=== Section Start ===

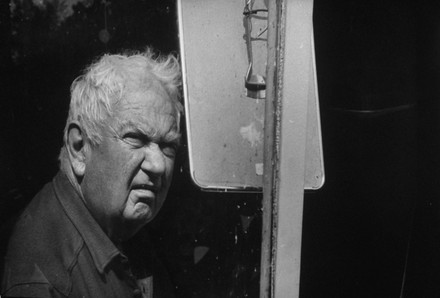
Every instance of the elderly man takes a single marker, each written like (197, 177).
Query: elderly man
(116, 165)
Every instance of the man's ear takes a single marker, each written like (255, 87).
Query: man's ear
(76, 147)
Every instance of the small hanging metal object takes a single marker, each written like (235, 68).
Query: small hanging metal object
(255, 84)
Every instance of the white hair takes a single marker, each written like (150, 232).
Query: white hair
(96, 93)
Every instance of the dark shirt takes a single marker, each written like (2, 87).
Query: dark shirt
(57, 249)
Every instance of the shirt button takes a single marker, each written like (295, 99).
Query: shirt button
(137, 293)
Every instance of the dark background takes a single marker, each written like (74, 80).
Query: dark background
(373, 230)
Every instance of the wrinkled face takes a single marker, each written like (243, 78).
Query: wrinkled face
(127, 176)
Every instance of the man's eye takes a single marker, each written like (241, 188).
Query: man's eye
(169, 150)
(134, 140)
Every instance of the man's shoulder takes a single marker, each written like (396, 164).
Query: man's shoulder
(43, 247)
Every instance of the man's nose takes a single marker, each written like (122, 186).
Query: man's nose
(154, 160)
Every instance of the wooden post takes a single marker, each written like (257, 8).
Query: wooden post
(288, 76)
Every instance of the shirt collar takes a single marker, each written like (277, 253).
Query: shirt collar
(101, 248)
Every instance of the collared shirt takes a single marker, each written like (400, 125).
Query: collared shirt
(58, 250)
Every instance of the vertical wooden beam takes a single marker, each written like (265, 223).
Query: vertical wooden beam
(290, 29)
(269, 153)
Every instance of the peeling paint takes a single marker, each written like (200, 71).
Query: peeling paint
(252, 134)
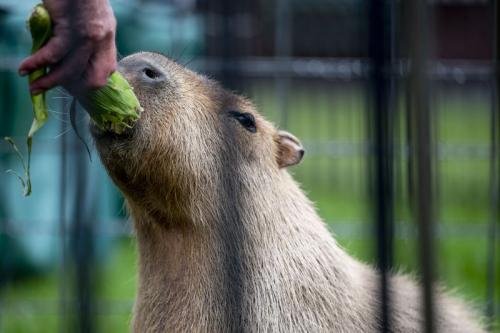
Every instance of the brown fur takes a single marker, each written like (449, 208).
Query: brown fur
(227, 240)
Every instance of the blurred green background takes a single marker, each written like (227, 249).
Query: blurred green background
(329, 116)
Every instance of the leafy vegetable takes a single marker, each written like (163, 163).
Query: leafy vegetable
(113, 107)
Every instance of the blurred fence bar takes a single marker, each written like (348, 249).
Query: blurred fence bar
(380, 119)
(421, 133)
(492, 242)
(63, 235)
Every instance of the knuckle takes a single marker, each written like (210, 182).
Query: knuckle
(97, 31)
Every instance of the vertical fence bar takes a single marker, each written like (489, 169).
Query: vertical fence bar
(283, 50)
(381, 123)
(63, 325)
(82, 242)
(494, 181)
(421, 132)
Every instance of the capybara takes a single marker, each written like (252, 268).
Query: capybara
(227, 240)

=== Section End ===
=== Section Start ===

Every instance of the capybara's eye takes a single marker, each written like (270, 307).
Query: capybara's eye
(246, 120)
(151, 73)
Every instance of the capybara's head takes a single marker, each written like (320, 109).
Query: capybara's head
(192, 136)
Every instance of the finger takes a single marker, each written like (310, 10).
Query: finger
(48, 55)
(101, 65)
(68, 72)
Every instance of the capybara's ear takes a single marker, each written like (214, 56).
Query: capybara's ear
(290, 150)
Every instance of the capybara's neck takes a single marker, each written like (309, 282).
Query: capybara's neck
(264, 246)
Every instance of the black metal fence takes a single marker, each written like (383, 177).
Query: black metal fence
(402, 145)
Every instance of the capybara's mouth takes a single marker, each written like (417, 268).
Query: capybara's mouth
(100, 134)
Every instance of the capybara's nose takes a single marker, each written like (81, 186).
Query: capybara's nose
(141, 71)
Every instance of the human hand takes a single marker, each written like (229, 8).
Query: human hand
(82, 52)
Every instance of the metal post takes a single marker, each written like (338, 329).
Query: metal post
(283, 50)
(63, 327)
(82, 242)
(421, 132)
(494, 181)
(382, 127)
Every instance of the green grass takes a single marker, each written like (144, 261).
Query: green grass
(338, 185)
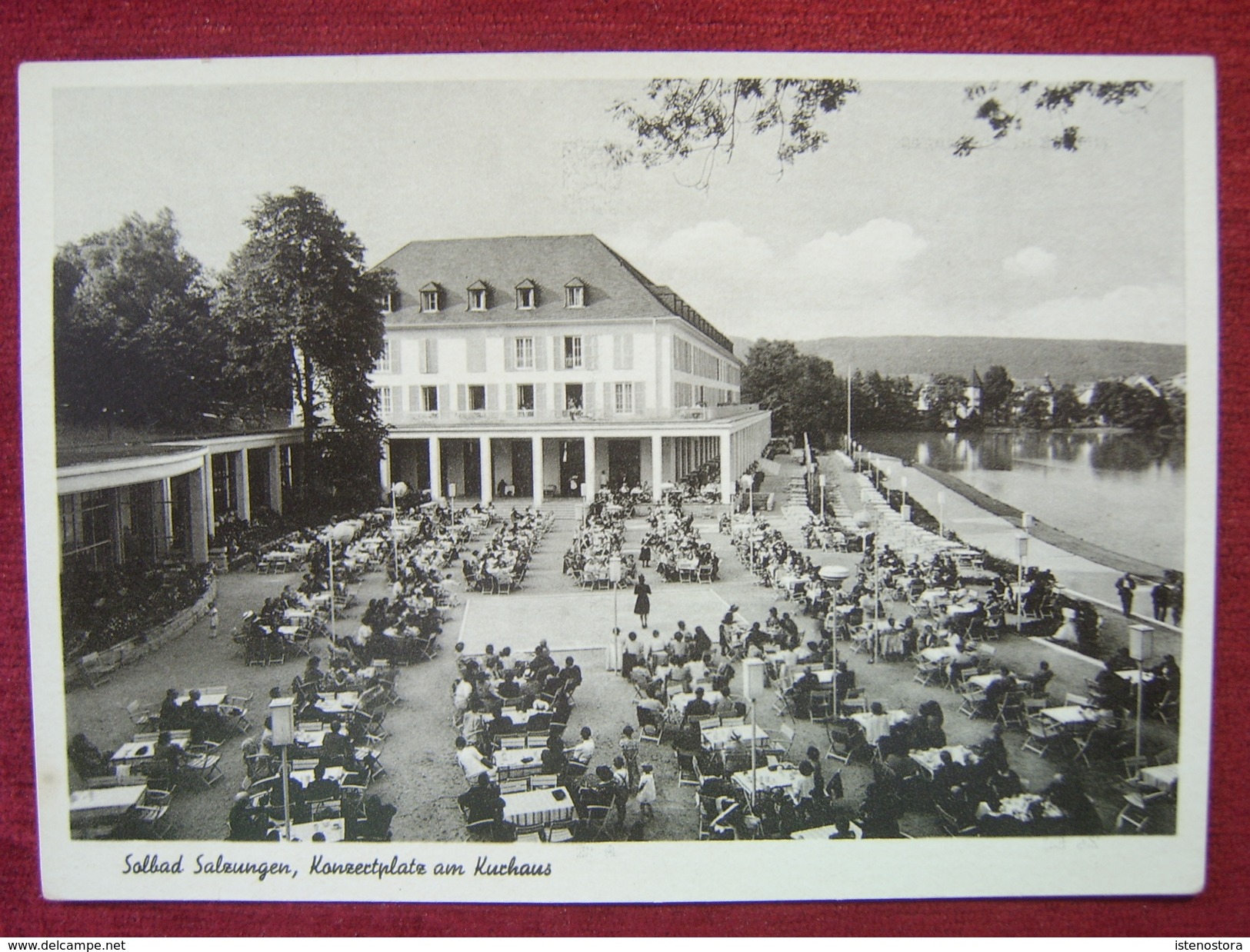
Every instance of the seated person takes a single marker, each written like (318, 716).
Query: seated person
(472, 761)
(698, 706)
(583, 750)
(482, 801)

=== Section End ===

--- Problem to work on ---
Working from the records above, write out verbatim only the lines from the line containing "Query: dark background" through the line containing "Every instance of the man's eye".

--- Problem solution ---
Query: dark background
(373, 230)
Every instance of the wrinkled face takes a single marker, each written like (243, 78).
Query: wrinkled face
(127, 176)
Every instance of the man's eye takes a single marker, each written like (241, 188).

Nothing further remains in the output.